Those price increases have put Valeant in the hot seat recently, with lawmakers demanding information on the company's strategy, particularly on a couple of large--and highly publicized--increases. Last week, Valeant revealed that it had received subpoenas from the U.S. Attorney's Office for the District of Massachusetts and from the U.S. Attorney's Office for the Southern District of New York, requesting materials largely related to its pricing decisions. 

CEO J. Michael Pearson has maintained that hiking prices--which Valeant has done 56 times this year alone--isn't a key facet of the company's broader strategy. As he outlined Monday on a conference call, the company has other moves up its sleeve to keep business booming.

For one, it may hive off its neurology and "other" drugs business, he told investors, a non-core unit that would make up about 10% of future sales.

"Given the current environment, I think that it probably doesn't make sense for us to hold on to it," he said, as quoted by Bloomberg. "Hopefully we'll figure out a way to do it in a way that shareholders can continue to participate in an entity that's maybe not a growth company, but a big dividend company."

++++++

Written exercise 1: Swap "conference call" for "earnings call" in the Valeant article, and give the passage again starting at "CEO J. Michael" and ending at "keep business booming.".
The Valeant article and the rows have no connection to each other.

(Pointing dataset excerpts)
++++++

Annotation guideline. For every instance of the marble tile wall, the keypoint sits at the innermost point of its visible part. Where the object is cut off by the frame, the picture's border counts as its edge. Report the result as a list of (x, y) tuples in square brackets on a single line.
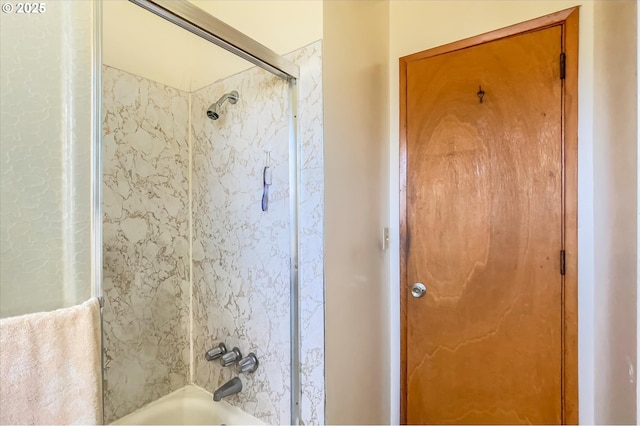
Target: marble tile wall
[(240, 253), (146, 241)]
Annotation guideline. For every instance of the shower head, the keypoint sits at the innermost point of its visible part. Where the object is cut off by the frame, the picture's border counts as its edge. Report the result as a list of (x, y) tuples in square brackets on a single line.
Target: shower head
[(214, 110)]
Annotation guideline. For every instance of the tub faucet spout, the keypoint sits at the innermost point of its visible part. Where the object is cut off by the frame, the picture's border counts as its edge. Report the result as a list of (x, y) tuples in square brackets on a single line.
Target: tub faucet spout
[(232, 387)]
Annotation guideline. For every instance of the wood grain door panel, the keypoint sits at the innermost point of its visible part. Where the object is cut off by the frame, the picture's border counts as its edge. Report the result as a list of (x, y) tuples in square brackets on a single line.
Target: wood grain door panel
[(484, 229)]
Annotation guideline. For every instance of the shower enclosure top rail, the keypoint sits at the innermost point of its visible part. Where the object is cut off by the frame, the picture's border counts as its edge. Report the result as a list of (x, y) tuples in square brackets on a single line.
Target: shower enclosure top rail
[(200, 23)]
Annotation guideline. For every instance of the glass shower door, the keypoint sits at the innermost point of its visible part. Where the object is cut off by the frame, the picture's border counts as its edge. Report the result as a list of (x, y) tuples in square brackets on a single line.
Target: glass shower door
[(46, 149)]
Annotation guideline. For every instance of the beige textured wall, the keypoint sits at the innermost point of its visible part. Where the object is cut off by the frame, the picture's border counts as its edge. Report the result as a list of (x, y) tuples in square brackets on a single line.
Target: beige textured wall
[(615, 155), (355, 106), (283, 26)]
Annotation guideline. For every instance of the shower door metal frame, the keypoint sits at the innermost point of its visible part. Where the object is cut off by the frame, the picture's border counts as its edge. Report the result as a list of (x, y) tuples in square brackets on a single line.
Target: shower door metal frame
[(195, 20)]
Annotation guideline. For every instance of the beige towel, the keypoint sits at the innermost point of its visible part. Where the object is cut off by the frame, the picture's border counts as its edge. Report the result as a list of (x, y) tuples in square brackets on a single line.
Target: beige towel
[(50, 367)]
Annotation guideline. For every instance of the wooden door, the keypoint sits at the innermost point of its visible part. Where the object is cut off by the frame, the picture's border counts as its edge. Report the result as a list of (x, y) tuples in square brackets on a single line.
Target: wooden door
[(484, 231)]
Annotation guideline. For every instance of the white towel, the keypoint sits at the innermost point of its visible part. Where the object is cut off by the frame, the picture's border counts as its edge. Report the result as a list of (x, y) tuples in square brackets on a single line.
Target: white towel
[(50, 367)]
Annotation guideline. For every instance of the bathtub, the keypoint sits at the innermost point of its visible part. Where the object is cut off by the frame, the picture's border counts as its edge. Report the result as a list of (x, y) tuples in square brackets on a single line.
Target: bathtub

++++++

Written exercise 2: Report every line of the rows that contains the string "panel", copying each line in full.

Expected output 1:
CEO J. Michael Pearson has maintained that hiking prices--which Valeant has done 56 times this year alone--isn't a key facet of the company's broader strategy. As he outlined Monday on a earnings call, the company has other moves up its sleeve to keep business booming.

Expected output 2:
Annotation guideline. For every instance of the wood grain door panel, the keypoint sits at the innermost point of its visible part. Where the object is cut off by the frame, the picture's border counts as its edge. Report the result as a list of (x, y) tuples in square brackets on a single line.
Target: wood grain door panel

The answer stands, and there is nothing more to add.